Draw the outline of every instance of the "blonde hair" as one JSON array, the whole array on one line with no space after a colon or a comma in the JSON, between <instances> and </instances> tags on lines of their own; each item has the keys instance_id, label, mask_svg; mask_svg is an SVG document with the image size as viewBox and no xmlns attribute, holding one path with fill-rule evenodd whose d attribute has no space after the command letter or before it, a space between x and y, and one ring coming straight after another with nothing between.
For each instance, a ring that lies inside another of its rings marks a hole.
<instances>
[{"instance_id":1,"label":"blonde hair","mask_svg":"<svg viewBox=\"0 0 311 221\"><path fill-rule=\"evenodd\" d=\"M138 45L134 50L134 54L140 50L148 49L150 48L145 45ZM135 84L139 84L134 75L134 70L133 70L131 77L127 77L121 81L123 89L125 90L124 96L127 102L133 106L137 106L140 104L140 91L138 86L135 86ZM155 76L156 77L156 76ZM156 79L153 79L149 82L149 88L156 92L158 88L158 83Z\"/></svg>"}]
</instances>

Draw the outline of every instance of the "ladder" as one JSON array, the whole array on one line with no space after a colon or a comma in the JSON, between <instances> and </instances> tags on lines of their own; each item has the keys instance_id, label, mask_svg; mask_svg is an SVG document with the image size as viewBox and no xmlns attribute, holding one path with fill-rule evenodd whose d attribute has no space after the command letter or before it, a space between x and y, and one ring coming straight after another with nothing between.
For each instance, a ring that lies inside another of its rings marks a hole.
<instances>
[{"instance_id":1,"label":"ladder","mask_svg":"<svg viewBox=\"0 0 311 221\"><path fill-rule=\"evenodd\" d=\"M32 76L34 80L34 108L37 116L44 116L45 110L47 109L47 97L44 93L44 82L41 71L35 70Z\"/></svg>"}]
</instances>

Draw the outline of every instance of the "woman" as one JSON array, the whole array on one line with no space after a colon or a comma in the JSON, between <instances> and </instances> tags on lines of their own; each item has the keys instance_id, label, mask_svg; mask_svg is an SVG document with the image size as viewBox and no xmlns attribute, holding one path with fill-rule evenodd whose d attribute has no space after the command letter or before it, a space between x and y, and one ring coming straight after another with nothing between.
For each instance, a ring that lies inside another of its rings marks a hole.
▬▬▬
SHORT TASK: Which lines in the entries above contain the string "comma"? Return each of those lines in full.

ANSWER TO THIS TASK:
Draw the outline of every instance of the "blonde hair" as one JSON array, the whole array on one line with no space after a colon or a comma in the JSON, between <instances> and </instances> tags on lines of their own; each item has the keys instance_id, label, mask_svg; mask_svg is an SVG document with the image size as viewBox and no xmlns attribute, holding one path with fill-rule evenodd whose d attribute has no space after the command letter or before it, a space between x and y, and one ring coming straight after another with nothing between.
Draw the outline of every instance of the "ladder" as one JSON array, the whole array on one line with no space after a colon or a comma in the JSON, between <instances> and </instances> tags on lines of their own; each item has the keys instance_id, label, mask_svg; mask_svg is an SVG document with the image size as viewBox and no xmlns attribute, holding one path with fill-rule evenodd whose d attribute has no space after the command letter or before it, a space between x and y, and one ring coming straight after another with nothing between.
Draw the outline of every instance of the "woman" as one JSON array, the whole array on one line with no space after a colon or a comma in the JSON, between <instances> and </instances> tags on lines of their own; each item has the keys instance_id, label, mask_svg; mask_svg is an SVG document with the image size as viewBox and no xmlns attribute, holding one path with fill-rule evenodd whose d attribute has no space after the command letter or before it, a space between x and y, and one ring coming straight after another with nothing between.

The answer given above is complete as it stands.